▸ Data provided

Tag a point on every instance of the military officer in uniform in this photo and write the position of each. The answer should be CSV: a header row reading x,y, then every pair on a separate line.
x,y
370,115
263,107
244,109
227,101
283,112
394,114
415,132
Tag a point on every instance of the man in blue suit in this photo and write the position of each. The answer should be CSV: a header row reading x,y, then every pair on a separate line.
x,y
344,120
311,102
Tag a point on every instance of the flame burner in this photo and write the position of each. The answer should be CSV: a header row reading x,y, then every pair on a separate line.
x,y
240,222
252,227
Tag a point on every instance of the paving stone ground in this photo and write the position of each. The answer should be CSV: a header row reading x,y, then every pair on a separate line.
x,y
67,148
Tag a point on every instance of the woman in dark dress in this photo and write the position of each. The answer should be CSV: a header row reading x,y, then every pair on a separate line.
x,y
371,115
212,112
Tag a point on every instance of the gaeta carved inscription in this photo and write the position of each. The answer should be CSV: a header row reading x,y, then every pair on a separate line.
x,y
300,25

▸ Problem statement
Reproduce the material above, every line of it, exactly.

▸ The reply
Tag a point on every instance of the military officer in uniform in this photo and write the position of each. The answer should be CSV: a header row reading x,y, then every pair on a separate line.
x,y
370,115
263,107
244,109
227,101
283,112
394,114
415,132
Tag a point on every instance of the man in blue suit in this photo and write the position of each. The answer should be CSV: a header row reading x,y, then every pair on a separate line.
x,y
344,120
311,102
Tag a point on every instance of the flame burner in this photo and write the position of each. The answer should be CSV: a header row reading x,y, then every pair on a separate line.
x,y
240,222
252,227
Tag a point on every instance of the paving stone ground in this photo and write the position of each. The answer should be CSV: a header row reading x,y, then every pair on a separate line.
x,y
67,148
Tag a point on every instance of the woman in dark dress in this photo and write the position of each. The answer should be CSV: a header row reading x,y, then every pair on a separate line.
x,y
371,115
212,112
Tag a point on every instance of the gaeta carved inscription in this photo and write the position of each. The answer should be CSV: a header row reading x,y, then every pair on a separate line.
x,y
300,25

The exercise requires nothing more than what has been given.